● MATERIAL SHOWN:

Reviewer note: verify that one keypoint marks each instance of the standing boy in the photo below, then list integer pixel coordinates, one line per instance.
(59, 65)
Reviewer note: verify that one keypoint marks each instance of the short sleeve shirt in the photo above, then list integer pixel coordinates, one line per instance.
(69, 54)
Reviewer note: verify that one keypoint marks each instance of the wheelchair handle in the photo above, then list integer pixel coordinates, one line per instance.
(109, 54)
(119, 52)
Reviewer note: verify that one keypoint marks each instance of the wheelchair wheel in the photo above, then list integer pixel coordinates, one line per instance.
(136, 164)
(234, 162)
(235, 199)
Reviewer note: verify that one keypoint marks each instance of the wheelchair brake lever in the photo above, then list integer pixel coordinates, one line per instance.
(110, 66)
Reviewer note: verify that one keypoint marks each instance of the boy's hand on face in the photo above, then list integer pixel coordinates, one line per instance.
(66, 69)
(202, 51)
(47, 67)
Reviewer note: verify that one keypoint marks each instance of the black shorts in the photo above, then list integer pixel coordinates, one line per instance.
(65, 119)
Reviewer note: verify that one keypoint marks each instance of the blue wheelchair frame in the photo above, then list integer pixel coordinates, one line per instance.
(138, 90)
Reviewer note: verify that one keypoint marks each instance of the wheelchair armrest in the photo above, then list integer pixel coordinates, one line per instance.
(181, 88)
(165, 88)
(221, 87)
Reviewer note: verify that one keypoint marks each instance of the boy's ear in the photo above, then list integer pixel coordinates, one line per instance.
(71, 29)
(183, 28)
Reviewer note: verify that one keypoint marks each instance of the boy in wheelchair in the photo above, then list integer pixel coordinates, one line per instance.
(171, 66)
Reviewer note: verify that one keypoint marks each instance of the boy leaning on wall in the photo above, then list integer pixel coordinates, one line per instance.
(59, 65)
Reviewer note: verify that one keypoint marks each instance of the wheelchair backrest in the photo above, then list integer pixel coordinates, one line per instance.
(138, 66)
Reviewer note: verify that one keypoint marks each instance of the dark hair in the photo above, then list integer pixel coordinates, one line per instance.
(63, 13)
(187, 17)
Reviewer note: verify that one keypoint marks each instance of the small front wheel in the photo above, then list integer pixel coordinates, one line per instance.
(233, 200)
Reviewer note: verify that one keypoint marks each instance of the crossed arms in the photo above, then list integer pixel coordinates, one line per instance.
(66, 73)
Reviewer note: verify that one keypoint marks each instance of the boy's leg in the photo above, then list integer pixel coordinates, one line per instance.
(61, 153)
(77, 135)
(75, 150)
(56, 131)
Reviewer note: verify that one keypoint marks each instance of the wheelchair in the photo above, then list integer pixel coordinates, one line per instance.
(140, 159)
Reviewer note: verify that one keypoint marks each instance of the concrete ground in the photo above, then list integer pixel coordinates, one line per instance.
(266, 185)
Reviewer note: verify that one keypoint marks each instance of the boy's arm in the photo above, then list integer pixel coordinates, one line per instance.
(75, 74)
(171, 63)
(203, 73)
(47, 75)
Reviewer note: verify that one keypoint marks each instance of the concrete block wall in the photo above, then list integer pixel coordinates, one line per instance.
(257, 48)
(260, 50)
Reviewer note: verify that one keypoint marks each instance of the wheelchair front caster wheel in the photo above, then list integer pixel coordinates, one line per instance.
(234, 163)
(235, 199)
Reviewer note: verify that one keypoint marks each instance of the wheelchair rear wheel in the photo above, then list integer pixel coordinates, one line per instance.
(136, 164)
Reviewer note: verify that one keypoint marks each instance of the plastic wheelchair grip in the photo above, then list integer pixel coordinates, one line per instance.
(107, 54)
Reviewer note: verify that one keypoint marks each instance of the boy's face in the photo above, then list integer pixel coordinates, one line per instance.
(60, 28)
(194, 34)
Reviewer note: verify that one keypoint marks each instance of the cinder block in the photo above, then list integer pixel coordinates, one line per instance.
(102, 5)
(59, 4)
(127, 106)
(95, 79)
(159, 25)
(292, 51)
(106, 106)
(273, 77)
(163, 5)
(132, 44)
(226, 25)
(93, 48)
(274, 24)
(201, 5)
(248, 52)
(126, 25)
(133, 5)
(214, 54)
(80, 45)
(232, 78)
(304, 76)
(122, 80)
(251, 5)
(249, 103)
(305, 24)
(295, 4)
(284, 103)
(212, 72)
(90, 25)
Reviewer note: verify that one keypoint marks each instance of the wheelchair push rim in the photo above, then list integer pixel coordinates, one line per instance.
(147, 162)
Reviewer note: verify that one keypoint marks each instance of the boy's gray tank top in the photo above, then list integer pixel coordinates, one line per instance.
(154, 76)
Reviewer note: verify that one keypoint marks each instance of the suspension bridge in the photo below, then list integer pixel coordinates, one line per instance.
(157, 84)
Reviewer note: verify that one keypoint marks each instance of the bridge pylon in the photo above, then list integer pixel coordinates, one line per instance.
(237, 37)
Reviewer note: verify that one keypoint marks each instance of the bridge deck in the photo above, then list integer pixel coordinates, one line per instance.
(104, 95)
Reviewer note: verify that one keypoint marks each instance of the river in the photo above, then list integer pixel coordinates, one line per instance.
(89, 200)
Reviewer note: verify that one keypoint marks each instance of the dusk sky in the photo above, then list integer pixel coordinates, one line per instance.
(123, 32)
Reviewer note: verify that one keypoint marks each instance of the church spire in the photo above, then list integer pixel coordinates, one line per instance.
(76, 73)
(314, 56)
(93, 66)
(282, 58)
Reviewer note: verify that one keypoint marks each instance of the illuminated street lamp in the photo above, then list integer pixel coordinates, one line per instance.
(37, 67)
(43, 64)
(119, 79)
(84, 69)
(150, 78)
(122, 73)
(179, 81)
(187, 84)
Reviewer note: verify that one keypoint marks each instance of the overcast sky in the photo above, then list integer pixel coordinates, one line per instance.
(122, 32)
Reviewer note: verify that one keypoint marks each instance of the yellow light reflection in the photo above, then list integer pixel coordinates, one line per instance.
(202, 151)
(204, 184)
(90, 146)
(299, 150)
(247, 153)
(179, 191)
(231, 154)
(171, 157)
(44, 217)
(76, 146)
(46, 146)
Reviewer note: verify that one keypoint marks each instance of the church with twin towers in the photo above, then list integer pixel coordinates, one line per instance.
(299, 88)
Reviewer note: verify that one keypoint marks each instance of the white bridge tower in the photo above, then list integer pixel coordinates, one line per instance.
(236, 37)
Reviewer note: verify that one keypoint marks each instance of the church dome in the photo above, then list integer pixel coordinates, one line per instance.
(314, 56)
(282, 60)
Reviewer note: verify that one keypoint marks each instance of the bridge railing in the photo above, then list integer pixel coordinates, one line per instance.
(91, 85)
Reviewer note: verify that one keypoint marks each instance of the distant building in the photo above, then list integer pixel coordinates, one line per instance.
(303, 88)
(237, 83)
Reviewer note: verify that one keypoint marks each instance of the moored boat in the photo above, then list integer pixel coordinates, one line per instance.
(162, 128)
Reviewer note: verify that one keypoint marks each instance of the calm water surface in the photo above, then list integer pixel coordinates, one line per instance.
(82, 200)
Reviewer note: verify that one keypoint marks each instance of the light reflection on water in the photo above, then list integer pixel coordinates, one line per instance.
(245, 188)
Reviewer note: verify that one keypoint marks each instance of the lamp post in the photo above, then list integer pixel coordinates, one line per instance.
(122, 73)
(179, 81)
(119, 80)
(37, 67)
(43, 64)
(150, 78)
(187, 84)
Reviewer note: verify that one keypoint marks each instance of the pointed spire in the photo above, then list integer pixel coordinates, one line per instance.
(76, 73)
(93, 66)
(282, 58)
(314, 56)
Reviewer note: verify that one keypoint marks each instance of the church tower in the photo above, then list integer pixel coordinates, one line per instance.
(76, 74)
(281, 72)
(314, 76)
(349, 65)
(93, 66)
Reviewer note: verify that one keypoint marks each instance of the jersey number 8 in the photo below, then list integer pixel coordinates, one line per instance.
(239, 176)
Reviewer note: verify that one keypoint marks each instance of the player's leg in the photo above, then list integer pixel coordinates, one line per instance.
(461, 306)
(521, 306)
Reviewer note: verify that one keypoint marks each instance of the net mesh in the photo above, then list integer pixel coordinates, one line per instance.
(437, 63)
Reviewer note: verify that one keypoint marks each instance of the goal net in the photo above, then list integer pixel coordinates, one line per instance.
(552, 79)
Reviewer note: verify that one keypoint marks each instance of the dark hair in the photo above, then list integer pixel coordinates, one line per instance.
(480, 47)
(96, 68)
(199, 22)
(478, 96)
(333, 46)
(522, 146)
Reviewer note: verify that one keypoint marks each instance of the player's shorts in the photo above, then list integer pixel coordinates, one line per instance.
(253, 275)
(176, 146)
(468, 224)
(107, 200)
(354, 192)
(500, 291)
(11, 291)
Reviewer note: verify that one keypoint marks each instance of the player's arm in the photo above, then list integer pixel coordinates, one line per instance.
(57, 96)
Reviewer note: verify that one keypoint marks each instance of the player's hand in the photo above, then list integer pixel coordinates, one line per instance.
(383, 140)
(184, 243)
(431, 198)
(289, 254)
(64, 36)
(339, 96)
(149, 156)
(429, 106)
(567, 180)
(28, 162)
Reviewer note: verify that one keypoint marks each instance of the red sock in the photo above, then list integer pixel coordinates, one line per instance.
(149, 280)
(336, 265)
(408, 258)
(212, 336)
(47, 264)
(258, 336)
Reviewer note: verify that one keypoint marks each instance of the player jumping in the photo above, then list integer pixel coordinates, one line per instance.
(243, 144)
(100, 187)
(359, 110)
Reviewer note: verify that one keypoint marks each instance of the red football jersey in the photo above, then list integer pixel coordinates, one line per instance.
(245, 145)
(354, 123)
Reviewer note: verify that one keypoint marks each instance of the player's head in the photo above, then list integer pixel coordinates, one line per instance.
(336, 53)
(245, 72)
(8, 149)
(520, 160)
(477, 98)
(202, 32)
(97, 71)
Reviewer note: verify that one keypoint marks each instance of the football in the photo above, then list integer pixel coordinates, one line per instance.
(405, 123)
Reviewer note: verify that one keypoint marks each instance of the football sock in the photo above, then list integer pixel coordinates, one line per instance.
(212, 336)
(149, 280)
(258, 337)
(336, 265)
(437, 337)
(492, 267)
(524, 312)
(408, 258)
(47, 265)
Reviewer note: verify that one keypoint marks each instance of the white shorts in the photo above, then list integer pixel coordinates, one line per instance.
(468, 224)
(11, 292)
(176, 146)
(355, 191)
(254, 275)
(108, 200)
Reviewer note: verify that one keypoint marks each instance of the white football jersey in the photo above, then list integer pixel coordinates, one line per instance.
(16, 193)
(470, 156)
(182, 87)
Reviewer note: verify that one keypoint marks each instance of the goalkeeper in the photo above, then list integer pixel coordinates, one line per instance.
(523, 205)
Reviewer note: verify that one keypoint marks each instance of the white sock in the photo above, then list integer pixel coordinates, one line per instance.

● WHAT YOU ARE ASKED TO DO: Retype the lines from the one containing "of the goalkeeper" through the end of the records, including both ends.

● WRITTEN RESPONSE:
Reviewer note: verify that one keypoint marks each instance of the goalkeeper in the photo above, then list integer pixel coordinates, one line per instance.
(523, 205)
Reviewer note: verify that one keypoint marks each instance of the white sock in the photo above, then list integer pixel coordinates, one line per instance.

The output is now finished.